## Set exercise
Reproduce every line of the data below verbatim, from first to last.

## Available records
____________

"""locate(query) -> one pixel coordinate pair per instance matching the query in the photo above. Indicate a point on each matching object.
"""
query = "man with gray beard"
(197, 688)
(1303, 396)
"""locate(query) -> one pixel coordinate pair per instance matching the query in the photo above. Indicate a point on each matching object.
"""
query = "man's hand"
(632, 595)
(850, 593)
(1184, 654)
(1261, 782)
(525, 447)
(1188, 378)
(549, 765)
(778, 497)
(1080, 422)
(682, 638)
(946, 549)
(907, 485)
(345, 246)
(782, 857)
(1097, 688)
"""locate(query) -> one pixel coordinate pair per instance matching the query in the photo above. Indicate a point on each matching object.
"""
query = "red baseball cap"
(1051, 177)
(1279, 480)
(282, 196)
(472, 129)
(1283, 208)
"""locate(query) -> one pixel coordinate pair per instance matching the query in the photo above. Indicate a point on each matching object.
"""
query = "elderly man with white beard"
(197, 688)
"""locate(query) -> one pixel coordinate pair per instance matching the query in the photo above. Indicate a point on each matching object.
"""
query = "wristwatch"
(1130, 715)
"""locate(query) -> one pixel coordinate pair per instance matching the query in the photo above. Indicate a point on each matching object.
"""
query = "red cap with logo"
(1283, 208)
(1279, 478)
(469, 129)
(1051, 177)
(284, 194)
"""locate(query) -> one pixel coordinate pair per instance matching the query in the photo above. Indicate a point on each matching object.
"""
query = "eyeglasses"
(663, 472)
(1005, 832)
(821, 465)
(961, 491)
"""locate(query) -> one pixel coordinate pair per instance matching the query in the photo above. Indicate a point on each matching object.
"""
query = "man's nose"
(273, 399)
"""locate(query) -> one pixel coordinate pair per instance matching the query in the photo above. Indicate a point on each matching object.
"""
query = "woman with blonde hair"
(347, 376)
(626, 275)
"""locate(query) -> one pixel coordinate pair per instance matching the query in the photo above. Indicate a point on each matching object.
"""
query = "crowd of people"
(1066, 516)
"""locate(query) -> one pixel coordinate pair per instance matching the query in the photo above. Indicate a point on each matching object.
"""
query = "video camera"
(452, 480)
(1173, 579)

____________

## The completed task
"""locate(query) -> one pixel coordinate pair per instance matching the query in the photo above. Indicate a point on each matching object.
"""
query = "man with gray beard"
(197, 688)
(1303, 396)
"""locate(query) -> one pixel coordinate pair per instance matching the query in the photo above. Indicate a point on each matching object.
"""
query = "man's hand"
(632, 595)
(850, 593)
(1184, 654)
(1261, 782)
(525, 447)
(1188, 378)
(549, 765)
(778, 497)
(1080, 422)
(682, 638)
(946, 549)
(907, 485)
(345, 246)
(782, 857)
(1097, 688)
"""locate(query) -> one pixel coordinate pair per instance matching the query in the photo above. Indicate a point on each matching object.
"""
query = "red baseball cap"
(1051, 177)
(1279, 480)
(282, 196)
(472, 129)
(1283, 208)
"""locate(query) -> one pixel coordinate pair per instance matching the query in the photo above. Indicate a point on each matching object.
"""
query = "elderly man with white beard"
(197, 688)
"""locate(query) -> one pixel coordinate pair per instance matching the query in the photo above. Indicate a point on each matching object.
"""
query = "wristwatch"
(1130, 715)
"""locate(query) -> one pixel coordinate pair per instance matching the query in the photo above. Indicate a point on each matching object.
"""
query = "red cap with logo"
(1283, 208)
(1279, 478)
(469, 129)
(1051, 177)
(284, 194)
"""locate(query) -> one pixel coordinate pair per instance matching the query in the photo above. Indicate a point on each matching object.
"""
query = "eyeglasses"
(663, 472)
(1005, 832)
(821, 465)
(961, 491)
"""locate(query) -> one pixel coordinate pair per instance matching the query in the photo above. Indicate a point on each matching object.
"""
query = "man's nose"
(273, 399)
"""locate(query) -> one pixel coordinate pair per instance matching the query in the photo above. Indicate a point on each matching object.
"""
query = "woman with blonde hair"
(347, 376)
(626, 275)
"""locate(query) -> one pixel coordinate pair per instance matching the query in the photo above. Indicate a point on each matching object.
"""
query = "crowd of people"
(1066, 516)
"""locate(query) -> one pixel coordinate pair per instance matching the query in the photo above. Indicate a point on each matching object.
"""
query = "video camera"
(452, 480)
(1173, 579)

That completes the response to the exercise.